Natural-language object grounding data:
────────────────────

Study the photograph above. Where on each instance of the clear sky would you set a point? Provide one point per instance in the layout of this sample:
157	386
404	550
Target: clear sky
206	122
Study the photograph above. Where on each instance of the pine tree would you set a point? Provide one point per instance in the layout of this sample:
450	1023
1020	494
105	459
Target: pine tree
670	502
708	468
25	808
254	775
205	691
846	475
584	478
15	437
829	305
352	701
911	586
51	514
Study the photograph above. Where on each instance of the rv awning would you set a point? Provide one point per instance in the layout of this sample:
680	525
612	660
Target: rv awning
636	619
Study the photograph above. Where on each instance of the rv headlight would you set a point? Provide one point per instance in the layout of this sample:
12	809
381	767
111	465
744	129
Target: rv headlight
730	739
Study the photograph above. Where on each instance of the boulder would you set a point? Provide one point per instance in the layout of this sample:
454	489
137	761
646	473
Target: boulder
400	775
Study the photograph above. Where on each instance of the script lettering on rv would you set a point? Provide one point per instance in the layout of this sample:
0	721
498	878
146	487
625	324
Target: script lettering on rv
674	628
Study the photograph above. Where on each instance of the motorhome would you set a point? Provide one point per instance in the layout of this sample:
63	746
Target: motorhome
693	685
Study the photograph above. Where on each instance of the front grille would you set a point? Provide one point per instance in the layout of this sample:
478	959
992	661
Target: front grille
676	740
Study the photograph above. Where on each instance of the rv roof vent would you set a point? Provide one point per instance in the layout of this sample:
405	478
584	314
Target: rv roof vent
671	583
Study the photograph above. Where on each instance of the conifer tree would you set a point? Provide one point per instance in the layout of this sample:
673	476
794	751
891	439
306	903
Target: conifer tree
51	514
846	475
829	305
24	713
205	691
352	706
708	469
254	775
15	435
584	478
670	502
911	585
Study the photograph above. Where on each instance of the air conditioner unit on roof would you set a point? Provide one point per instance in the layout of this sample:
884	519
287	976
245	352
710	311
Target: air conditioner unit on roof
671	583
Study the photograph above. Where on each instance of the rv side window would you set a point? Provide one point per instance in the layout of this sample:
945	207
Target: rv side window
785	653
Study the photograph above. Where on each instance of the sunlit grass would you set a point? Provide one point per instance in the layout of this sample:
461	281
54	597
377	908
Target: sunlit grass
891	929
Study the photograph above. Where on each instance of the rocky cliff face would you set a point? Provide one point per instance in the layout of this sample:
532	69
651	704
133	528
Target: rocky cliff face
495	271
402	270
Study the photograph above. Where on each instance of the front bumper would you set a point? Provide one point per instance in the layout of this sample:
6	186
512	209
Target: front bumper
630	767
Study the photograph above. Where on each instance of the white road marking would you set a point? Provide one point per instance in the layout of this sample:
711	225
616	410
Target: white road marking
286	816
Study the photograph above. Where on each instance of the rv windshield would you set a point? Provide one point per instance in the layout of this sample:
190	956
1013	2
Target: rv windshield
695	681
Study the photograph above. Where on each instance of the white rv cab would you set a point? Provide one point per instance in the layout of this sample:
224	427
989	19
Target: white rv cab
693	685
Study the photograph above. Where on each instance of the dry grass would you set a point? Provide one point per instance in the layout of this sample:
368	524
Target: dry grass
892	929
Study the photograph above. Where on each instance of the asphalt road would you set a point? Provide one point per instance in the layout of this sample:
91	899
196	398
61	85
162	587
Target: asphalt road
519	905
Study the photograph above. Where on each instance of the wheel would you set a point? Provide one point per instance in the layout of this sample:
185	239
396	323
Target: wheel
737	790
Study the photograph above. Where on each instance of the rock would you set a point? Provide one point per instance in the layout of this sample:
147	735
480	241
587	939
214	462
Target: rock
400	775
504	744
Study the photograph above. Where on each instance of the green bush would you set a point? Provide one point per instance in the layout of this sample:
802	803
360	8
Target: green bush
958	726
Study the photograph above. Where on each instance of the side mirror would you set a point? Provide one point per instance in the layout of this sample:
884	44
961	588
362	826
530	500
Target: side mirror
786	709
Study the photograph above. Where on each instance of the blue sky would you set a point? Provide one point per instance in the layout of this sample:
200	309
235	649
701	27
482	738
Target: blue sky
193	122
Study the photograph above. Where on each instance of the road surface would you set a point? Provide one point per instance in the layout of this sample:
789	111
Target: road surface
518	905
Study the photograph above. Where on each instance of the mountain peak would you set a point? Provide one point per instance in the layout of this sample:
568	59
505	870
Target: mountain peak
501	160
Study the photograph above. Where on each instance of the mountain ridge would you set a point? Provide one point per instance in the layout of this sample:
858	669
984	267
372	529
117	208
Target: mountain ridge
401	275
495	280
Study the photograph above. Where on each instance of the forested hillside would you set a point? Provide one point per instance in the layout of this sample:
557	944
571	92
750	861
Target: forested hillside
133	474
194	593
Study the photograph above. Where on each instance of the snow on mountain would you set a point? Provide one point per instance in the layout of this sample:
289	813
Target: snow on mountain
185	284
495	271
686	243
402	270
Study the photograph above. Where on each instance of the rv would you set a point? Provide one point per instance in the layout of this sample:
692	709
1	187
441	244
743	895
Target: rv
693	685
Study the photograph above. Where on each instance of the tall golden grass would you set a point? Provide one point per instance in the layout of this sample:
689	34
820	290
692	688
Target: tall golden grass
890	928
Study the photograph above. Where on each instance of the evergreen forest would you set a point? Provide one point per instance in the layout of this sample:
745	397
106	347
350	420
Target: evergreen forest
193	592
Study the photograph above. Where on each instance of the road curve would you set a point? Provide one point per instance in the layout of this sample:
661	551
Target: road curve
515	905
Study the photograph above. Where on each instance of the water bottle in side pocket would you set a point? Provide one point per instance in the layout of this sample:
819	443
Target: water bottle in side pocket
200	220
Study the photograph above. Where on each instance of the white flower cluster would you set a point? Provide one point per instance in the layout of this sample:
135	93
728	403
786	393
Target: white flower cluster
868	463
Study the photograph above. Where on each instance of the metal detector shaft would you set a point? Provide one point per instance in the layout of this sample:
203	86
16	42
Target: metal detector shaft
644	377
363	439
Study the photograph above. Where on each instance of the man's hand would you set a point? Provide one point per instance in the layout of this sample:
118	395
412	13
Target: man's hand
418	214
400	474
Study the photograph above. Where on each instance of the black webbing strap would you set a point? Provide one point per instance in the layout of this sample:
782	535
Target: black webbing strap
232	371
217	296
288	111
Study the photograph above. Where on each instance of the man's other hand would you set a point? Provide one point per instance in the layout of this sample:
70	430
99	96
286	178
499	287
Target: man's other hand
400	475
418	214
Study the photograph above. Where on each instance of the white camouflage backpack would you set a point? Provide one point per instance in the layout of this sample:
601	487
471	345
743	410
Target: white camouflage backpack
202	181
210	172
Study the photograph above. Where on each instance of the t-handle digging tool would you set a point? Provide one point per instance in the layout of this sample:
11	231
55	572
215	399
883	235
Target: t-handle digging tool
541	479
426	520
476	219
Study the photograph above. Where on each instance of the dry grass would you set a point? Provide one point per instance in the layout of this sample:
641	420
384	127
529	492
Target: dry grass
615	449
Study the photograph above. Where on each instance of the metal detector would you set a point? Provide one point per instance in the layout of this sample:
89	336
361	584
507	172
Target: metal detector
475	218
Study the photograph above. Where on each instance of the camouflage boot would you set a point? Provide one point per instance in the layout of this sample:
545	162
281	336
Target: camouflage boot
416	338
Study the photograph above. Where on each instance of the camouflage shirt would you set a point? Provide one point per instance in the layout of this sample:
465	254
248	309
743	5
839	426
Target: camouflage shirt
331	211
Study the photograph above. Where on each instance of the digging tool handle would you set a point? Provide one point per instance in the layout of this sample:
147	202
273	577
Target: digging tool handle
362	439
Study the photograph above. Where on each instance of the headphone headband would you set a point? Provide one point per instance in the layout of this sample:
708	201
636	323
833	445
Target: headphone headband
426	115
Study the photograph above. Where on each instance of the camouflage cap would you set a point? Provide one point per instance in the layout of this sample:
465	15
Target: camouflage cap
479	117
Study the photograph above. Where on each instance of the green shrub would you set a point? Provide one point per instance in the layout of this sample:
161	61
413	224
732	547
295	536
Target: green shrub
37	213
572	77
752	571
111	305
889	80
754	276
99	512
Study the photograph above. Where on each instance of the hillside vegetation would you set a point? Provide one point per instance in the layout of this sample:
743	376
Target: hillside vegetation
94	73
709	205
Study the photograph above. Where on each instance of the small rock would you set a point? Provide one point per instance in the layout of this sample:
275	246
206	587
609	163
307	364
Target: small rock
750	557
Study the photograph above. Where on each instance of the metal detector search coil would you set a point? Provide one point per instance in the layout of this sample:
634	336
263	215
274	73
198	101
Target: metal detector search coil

────────────────────

▸ **WHAT IS NEEDED**:
If a line in the data above holds the string "coil", copy it.

▸ **EXERCISE SOLUTION**:
Study the photograph above. Where on each instance of the metal detector search coil would you set a point? Provide one point per instance in the layout of this sample:
Target: metal detector search coil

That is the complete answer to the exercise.